■ **What to do**: Rewrite the records below, substituting "storm cloud" for every occurrence of "cloud formation" and leaving all other text unchanged.

*** Provided data

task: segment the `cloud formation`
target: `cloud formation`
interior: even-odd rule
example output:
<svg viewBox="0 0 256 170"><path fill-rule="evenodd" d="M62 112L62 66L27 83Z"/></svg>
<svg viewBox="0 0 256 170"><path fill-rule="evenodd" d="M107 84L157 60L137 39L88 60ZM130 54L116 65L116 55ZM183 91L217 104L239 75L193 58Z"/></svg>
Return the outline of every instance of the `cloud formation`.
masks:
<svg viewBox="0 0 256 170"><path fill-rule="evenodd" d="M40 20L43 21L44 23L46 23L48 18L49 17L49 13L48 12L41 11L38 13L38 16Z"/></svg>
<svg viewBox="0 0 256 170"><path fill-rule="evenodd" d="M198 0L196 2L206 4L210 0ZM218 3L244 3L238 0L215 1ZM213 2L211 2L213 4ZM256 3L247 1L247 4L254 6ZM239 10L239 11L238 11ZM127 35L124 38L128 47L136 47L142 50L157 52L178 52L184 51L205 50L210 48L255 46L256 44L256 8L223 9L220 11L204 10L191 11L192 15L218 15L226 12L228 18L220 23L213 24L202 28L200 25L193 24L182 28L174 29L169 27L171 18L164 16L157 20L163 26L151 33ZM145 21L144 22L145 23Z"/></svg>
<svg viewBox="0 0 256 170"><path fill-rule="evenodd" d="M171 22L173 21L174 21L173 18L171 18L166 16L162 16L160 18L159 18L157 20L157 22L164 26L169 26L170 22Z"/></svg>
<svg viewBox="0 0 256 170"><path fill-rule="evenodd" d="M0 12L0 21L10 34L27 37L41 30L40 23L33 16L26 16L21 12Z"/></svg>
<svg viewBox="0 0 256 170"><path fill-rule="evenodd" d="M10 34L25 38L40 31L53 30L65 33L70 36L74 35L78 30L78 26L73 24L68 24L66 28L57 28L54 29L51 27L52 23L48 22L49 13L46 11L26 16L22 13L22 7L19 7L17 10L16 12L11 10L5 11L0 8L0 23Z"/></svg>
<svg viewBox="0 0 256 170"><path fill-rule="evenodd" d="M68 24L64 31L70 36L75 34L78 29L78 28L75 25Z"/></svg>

******

■ **Result**:
task: segment the `storm cloud`
target: `storm cloud`
interior: even-odd rule
example output:
<svg viewBox="0 0 256 170"><path fill-rule="evenodd" d="M62 112L62 66L27 83Z"/></svg>
<svg viewBox="0 0 256 170"><path fill-rule="evenodd" d="M107 84L157 60L137 39L88 60ZM130 54L116 65L116 55ZM183 91L217 104L239 75L193 58Z"/></svg>
Return the outline of every instance of the `storm cloud`.
masks:
<svg viewBox="0 0 256 170"><path fill-rule="evenodd" d="M40 20L43 21L44 23L46 23L48 18L49 17L49 13L48 12L41 11L38 13L38 16Z"/></svg>
<svg viewBox="0 0 256 170"><path fill-rule="evenodd" d="M198 0L196 2L206 4L210 0ZM218 3L244 3L238 0L215 1ZM213 2L211 2L213 4ZM256 3L247 1L247 4L254 6ZM239 10L239 11L238 11ZM127 35L124 38L128 47L136 47L142 50L157 52L178 52L184 51L205 50L210 48L255 46L256 44L256 8L223 9L220 11L204 10L191 11L192 15L218 15L226 12L228 18L220 23L213 24L202 28L200 25L193 24L182 28L174 29L169 27L171 18L164 16L157 20L163 26L151 33ZM145 21L144 22L145 23Z"/></svg>
<svg viewBox="0 0 256 170"><path fill-rule="evenodd" d="M171 22L173 21L174 21L173 18L171 18L166 16L162 16L160 18L159 18L157 20L157 22L164 26L169 26L170 22Z"/></svg>
<svg viewBox="0 0 256 170"><path fill-rule="evenodd" d="M0 12L0 21L10 34L27 37L41 30L40 23L33 16L26 16L21 12Z"/></svg>
<svg viewBox="0 0 256 170"><path fill-rule="evenodd" d="M10 34L25 38L40 31L53 30L65 33L70 36L74 35L78 30L78 26L73 24L68 24L66 28L57 28L54 29L51 27L52 23L48 22L49 13L46 11L26 16L22 13L22 7L19 7L17 10L16 12L11 10L5 11L0 8L0 23Z"/></svg>
<svg viewBox="0 0 256 170"><path fill-rule="evenodd" d="M68 24L64 31L70 36L75 34L78 29L78 28L75 25Z"/></svg>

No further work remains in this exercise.